- Given problem -
Lay out the entries below as a two-column CSV with the columns instruction and outline. Give one row per entry, with each value in a single quoted field and its line breaks replaced by spaces. Include only the lines starting at the one containing "Could you kindly segment every instance of the blue" and ending at the one containing "195 207 L 186", both included.

- Records for processing -

○ ○ ○ ○ ○ ○ ○

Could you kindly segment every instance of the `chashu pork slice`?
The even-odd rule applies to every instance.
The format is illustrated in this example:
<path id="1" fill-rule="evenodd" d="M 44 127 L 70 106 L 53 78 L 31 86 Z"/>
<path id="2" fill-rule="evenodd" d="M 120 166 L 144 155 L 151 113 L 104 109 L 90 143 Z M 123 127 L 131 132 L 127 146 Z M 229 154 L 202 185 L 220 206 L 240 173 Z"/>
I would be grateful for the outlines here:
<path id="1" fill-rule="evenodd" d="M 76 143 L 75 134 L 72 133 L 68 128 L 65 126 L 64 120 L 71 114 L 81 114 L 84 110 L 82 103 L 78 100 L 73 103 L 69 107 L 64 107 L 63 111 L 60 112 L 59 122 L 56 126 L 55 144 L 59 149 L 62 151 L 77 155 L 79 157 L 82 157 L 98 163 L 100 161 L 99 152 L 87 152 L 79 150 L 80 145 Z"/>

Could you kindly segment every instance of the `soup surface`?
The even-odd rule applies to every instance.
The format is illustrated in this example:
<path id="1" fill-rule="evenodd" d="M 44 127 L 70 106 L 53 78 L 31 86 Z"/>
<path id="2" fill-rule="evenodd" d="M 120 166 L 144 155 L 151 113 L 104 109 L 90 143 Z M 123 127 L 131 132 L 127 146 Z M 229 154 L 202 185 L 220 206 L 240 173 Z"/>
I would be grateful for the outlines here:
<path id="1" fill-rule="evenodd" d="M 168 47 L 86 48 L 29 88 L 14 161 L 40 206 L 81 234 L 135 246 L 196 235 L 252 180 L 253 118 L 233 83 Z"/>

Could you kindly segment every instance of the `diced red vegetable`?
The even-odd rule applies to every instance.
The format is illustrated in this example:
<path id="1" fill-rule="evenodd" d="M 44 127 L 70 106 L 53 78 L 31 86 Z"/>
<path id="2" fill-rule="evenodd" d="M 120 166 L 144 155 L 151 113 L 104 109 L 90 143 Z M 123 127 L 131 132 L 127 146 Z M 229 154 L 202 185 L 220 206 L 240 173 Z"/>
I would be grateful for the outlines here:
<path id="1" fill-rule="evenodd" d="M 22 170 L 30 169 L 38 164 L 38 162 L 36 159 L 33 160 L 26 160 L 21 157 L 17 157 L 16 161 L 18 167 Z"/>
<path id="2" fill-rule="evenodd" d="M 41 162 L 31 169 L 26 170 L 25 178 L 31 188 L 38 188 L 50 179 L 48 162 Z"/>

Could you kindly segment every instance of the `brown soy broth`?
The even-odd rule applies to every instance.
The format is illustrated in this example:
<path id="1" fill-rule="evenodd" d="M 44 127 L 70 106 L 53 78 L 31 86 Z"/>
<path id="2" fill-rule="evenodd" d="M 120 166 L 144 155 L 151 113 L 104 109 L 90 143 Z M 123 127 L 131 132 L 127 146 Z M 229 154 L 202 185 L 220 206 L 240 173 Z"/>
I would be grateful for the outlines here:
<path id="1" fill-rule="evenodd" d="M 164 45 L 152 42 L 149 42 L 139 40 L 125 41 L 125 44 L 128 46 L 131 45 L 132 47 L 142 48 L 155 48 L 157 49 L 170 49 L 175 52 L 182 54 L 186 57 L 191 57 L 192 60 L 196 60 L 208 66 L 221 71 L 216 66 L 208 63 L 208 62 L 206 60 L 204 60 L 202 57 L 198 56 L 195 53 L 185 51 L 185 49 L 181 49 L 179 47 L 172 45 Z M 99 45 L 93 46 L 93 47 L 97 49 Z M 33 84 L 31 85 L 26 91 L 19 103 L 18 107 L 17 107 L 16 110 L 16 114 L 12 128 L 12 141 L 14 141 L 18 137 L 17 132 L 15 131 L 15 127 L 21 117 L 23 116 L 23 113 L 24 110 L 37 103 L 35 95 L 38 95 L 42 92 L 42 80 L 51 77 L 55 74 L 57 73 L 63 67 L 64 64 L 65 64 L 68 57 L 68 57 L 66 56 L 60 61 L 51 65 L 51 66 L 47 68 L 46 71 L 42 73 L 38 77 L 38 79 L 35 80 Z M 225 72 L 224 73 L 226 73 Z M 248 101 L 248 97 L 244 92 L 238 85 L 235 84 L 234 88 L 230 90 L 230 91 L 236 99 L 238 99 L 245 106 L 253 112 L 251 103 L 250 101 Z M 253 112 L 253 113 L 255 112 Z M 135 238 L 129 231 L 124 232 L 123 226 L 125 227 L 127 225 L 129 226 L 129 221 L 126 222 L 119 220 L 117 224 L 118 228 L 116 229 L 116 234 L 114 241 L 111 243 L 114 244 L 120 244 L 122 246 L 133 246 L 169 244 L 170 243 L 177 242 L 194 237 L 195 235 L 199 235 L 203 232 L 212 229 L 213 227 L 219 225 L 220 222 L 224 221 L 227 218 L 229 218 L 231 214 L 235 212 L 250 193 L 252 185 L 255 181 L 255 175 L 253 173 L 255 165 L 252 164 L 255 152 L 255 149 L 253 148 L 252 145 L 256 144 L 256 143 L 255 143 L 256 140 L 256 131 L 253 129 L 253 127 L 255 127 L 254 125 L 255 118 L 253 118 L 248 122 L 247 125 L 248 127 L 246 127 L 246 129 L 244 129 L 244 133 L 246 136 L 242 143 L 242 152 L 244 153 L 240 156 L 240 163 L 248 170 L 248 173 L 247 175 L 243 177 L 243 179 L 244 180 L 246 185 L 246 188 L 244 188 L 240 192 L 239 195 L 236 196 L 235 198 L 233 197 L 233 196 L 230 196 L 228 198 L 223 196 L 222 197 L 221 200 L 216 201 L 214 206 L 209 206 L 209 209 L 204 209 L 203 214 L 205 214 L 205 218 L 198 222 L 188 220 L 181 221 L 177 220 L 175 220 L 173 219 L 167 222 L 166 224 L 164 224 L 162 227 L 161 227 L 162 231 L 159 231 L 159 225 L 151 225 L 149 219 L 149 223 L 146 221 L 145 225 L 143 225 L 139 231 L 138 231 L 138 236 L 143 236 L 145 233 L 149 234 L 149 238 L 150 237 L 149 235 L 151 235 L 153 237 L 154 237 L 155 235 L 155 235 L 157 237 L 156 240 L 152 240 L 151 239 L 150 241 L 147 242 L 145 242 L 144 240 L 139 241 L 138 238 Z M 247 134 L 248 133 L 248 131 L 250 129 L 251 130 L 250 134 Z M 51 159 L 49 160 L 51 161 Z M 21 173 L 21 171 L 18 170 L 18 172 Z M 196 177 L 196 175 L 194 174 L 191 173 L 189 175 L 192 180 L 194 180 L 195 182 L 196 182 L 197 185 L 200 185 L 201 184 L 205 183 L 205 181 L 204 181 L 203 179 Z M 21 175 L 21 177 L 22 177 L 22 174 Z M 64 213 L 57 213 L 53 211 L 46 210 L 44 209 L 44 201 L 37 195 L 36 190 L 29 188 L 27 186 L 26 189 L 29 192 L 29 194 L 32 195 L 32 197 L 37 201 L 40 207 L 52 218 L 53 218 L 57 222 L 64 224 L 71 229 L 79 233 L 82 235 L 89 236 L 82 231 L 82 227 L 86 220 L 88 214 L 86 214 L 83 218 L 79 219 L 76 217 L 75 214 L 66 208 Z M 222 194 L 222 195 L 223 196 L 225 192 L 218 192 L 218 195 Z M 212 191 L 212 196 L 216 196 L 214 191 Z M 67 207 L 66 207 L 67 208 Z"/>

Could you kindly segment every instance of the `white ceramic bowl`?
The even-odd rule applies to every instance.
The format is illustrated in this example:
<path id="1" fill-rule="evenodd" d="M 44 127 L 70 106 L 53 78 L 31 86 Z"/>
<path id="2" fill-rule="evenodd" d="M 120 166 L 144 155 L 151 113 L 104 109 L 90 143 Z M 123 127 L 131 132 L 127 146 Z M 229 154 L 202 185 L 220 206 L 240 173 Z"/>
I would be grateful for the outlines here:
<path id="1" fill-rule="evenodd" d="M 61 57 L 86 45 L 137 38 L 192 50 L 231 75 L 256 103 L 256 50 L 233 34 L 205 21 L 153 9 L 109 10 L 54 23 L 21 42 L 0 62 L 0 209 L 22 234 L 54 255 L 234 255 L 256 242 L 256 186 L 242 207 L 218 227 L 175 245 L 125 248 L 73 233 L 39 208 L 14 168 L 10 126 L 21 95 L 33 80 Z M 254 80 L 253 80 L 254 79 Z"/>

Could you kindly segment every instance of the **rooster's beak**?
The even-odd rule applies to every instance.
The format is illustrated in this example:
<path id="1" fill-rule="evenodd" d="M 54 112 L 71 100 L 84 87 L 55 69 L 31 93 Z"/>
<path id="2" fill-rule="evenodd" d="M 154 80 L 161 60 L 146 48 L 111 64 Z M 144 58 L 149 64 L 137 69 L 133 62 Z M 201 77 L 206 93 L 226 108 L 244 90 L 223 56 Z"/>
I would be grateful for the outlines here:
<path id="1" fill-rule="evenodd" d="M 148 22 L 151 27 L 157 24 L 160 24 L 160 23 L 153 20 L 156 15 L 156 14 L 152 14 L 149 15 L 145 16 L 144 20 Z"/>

○ ○ ○ ○ ○ ○ ○

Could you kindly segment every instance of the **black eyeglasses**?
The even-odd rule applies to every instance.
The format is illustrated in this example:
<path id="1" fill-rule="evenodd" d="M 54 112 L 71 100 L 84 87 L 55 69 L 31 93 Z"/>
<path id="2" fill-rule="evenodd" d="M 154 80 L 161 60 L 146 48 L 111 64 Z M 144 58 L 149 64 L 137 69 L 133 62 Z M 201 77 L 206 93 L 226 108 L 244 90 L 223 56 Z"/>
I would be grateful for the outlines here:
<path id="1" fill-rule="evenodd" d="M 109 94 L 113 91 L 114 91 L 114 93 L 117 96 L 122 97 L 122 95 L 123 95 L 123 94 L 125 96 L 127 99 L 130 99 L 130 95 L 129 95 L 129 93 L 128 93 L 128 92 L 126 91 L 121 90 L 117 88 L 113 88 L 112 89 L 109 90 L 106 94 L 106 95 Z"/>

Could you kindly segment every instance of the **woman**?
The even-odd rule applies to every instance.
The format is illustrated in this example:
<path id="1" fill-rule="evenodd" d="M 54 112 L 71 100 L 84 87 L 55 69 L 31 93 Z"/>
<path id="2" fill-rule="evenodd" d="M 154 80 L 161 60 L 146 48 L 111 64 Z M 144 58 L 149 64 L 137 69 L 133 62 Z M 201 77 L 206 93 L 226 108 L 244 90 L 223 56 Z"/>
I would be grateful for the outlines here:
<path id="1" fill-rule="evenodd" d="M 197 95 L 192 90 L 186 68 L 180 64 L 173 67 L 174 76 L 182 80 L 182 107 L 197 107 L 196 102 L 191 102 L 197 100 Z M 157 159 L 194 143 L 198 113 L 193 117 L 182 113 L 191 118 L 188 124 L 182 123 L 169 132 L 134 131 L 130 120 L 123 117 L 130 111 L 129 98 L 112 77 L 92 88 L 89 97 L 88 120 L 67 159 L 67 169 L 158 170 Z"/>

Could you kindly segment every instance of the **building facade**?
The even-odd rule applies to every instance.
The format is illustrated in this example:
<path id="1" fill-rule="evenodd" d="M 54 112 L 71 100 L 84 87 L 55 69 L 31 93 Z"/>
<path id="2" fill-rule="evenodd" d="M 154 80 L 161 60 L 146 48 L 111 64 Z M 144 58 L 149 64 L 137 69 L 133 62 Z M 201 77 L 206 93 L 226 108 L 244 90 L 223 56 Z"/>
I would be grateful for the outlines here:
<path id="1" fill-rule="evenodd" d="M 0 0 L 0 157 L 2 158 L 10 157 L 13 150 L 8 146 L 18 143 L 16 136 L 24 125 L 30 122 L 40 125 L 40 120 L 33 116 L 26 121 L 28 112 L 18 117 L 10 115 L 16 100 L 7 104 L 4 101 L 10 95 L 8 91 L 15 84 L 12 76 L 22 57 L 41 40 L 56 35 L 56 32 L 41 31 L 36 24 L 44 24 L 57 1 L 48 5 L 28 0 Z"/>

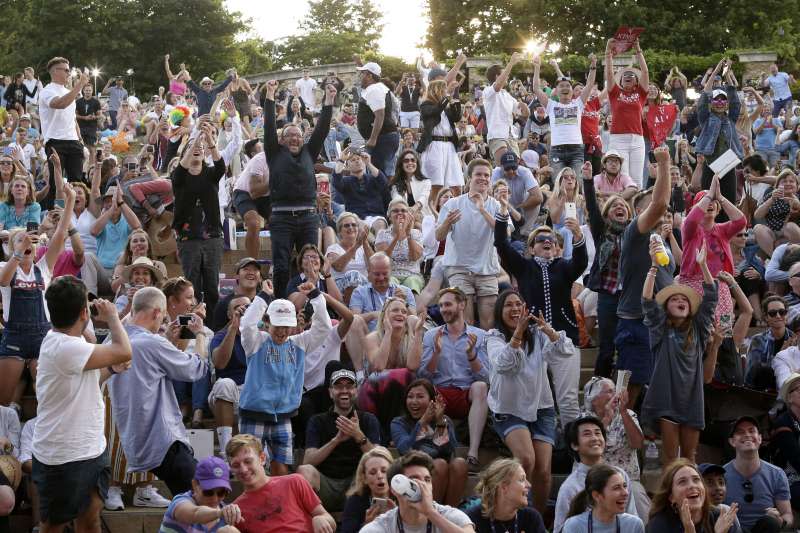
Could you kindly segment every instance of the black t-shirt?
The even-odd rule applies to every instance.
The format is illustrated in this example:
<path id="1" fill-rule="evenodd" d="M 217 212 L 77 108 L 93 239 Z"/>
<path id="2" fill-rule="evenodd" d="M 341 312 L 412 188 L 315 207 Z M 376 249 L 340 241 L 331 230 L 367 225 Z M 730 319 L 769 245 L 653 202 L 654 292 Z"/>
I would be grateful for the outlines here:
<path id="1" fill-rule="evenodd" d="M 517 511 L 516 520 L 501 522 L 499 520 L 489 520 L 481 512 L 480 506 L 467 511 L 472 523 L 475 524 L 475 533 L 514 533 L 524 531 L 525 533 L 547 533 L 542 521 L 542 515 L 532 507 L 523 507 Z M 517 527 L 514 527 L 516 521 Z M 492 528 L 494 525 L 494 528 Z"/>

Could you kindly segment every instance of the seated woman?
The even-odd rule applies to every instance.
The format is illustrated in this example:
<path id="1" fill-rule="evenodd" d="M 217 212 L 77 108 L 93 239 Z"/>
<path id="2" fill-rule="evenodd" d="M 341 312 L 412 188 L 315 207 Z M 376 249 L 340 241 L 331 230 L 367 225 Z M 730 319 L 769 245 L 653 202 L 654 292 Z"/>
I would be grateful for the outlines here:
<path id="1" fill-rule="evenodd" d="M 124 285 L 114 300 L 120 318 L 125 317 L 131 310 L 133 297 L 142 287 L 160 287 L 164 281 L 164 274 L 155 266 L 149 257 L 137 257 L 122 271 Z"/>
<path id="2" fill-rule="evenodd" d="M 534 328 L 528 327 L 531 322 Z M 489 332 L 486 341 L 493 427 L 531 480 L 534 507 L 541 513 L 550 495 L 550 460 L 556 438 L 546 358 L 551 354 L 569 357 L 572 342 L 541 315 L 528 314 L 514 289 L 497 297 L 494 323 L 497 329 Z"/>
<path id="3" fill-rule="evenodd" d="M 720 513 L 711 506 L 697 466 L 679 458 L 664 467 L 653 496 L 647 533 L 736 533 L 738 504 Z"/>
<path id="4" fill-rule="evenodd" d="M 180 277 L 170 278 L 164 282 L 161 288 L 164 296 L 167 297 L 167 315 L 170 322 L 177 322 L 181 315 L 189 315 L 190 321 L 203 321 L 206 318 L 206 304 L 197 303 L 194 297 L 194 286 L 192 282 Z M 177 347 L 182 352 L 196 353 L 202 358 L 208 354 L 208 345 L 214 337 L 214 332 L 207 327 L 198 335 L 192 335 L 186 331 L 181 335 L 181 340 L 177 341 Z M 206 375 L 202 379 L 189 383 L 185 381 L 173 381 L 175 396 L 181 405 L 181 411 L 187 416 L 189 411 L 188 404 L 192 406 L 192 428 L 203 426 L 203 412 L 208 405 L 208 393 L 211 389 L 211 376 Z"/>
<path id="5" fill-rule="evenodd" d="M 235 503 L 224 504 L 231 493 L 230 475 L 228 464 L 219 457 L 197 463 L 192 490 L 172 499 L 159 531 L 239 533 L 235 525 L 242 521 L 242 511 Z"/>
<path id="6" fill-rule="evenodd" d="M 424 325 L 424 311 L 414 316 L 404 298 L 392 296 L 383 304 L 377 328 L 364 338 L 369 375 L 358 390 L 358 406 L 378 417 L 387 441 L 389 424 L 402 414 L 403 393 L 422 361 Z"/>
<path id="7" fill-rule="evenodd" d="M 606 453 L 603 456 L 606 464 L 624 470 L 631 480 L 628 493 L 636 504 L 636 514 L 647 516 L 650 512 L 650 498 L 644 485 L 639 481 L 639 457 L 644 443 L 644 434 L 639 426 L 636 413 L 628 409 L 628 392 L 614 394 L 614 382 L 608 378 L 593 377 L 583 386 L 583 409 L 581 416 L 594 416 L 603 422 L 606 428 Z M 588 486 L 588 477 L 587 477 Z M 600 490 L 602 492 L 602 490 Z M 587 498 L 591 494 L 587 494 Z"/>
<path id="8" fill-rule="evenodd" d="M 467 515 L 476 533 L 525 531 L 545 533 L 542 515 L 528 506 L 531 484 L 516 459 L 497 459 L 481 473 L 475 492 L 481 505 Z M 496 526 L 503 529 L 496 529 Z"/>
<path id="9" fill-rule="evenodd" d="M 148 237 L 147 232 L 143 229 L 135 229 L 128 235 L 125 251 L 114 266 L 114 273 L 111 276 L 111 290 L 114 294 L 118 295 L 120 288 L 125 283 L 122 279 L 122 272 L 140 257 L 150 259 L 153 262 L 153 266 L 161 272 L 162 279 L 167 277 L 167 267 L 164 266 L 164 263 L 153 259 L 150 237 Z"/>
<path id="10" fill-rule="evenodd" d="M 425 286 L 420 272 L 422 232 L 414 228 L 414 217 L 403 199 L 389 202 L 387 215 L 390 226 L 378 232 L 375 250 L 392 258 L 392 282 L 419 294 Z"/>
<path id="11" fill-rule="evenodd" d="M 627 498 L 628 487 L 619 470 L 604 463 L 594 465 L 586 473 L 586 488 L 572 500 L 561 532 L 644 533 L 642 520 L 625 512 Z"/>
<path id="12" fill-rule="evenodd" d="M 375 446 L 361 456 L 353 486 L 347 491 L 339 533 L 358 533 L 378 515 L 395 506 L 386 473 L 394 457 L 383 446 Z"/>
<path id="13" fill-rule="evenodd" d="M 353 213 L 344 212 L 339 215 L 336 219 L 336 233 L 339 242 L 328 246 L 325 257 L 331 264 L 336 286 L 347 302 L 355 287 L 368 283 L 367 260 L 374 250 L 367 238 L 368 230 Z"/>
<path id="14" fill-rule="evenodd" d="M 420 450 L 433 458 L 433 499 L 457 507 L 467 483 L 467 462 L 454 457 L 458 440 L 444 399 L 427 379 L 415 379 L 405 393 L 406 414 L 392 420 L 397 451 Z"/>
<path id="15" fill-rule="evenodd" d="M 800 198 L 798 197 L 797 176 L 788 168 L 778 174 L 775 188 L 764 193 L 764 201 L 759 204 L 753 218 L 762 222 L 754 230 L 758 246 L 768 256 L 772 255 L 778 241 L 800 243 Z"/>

○ ○ ○ ○ ○ ○ ○

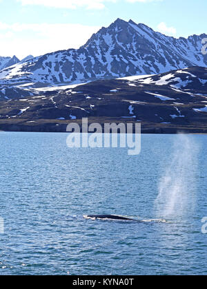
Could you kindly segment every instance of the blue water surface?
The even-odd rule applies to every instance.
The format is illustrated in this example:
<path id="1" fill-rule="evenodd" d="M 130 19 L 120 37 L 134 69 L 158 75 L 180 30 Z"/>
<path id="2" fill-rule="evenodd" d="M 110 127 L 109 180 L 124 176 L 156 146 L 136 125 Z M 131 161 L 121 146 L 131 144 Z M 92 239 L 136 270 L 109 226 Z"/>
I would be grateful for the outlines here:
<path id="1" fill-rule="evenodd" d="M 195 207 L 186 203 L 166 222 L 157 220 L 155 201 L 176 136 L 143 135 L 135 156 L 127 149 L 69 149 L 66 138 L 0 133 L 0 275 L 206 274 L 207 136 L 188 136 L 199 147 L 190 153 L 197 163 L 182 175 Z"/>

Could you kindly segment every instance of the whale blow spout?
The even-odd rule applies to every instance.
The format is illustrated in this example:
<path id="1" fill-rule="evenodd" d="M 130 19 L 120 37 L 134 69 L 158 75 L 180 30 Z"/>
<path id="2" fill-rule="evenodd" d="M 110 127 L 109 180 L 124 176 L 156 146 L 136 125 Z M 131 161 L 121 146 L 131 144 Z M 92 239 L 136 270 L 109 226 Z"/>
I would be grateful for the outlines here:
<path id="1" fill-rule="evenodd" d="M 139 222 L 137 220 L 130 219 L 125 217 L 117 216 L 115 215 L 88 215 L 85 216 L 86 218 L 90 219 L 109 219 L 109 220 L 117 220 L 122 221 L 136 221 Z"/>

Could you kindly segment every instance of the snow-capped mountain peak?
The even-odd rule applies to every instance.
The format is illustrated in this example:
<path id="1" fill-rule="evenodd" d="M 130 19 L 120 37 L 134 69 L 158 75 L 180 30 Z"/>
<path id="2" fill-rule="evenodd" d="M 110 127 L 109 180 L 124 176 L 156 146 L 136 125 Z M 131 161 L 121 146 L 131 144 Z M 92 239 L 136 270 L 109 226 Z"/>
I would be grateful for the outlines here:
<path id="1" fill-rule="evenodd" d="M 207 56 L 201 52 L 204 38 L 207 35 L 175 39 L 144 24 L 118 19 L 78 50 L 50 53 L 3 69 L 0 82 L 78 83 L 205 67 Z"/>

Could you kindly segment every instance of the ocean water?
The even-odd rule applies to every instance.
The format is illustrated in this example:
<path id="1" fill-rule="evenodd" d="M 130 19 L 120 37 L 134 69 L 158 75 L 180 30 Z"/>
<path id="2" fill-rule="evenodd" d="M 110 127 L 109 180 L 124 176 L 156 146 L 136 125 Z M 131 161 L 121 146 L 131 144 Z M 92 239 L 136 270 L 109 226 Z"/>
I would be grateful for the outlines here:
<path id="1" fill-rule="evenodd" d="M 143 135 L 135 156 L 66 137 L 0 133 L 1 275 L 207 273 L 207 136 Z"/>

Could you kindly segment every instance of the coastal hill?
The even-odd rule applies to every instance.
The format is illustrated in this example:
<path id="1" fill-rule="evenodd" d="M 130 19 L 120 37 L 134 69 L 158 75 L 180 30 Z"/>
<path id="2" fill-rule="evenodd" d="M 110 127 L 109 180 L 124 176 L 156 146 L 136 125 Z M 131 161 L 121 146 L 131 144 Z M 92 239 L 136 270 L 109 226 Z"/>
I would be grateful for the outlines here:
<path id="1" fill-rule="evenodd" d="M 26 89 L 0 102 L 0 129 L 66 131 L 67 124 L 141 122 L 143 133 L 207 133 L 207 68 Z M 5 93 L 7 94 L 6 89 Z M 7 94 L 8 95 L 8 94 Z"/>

○ ○ ○ ○ ○ ○ ○

- Finished exercise -
instruction,outline
"Could you kindly segment every instance of the blue water surface? The even-odd rule applies to every instance. The format is illustrated in this example: <path id=""1"" fill-rule=""evenodd"" d=""M 130 19 L 120 37 L 134 69 L 158 75 L 180 30 Z""/> <path id=""2"" fill-rule=""evenodd"" d=""M 110 127 L 109 180 L 124 176 L 156 146 L 136 125 Z M 131 161 L 121 146 L 131 144 Z M 92 239 L 136 270 L 109 226 Z""/> I would be grateful for the outlines here:","<path id=""1"" fill-rule=""evenodd"" d=""M 195 207 L 186 203 L 166 222 L 157 220 L 155 201 L 176 136 L 143 135 L 135 156 L 127 149 L 69 149 L 66 138 L 0 133 L 0 275 L 206 274 L 207 136 L 188 136 L 199 147 L 190 153 L 197 163 L 182 175 Z""/>"